Trecho para leitura =
········

O comunismo chinês, portanto, era ao mesmo tempo social e, se assim se pode dizer, nacional. O explosivo social que alimentou a revolução comunista foi a extraordinária pobreza e opressão do povo chinês, inicialmente das mas­sas trabalhadoras nas grandes cidades costeiras do centro e do sul da China, que formavam enclaves sob controle imperialista estrangeiro e, às vezes, da própria indústria moderna - Xangai, Cantão, Hong Kong -, e, depois, do campesinato, que formava 90% da vasta população do país. Sua condição era muito pior até mesmo que a da população urbana chinesa, cujo consumo, per capita, era qualquer coisa tipo duas vezes e meia maior. A simples pobreza da China já é difícil de imaginar para leitores ocidentais. Assim, na época da tomada comunista (dados de 1952), o chinês médio vivia essencialmente com meio quilo de arroz ou grãos por dia, e consumia pouco menos de 0,08 quilo de chá por ano. Adquiria um novo par de calçados a cada cinco anos, mais ou menos (China Statistics, 1989, tabelas 3.1, 15.2 e 15.5).

O elemento nacional no comunismo chinês operava tanto através dos inte­lectuais de origem nas classes alta e média, que proporcionaram a maior parte da liderança de todos os movimentos políticos chineses do século xx, quanto através do sentimento, sem dúvida generalizado entre as massas chinesas, de que os bárbaros estrangeiros não representavam nada de bom nem para os indi­víduos chineses com quem tinham negócios, nem para a China como um todo. Como a China fora atacada, derrotada, dividida e explorada por todo Estado estrangeiro ao alcance desde meados do século xx, essa suposição não era implausível. Movimentos antiimperialistas de massa com uma ideologia tradi­cional já eram conhecidos antes do fim do império chinês, por exemplo a cha­mada Rebelião dos Boxers, de 1900. Há pouca dúvida de que a resistência à conquista japonesa da China foi o que transformou os comunistas chineses de uma derrotada força de agitadores sociais, o que eram em meados da década de 1930, nos líderes e representantes de todo o povo chinês. O fato de que tam­bém exigiam a libertação social dos pobres chineses fazia seu apelo de liberta­ção e regeneração nacionais soar mais convincente para as massas (sobretudo rurais).

········

Dados registrados =
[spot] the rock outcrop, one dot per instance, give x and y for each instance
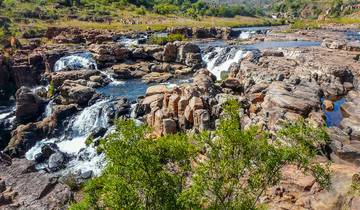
(171, 109)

········

Tarefas a fazer =
• 1. Diga se cada afirmação abaixo está de acordo com o trecho sobre o comunismo chinês, respondendo sim ou não e citando literalmente as palavras do trecho que decidem a resposta.
(a) O campesinato formava 90% da população da China.
(b) O chinês médio comprava um par de calçados novo todo ano.
(c) A Rebelião dos Boxers aconteceu em 1900.
• 2. Segundo o trecho, o que transformou os comunistas chineses nos líderes e representantes de todo o povo chinês?

Respostas do exercício =
• 1.
(a) Sim: "do campesinato, que formava 90% da vasta população do país"
(b) Não: "Adquiria um novo par de calçados a cada cinco anos, mais ou menos"
(c) Sim: "Rebelião dos Boxers, de 1900"

• 2. A resistência à conquista japonesa da China.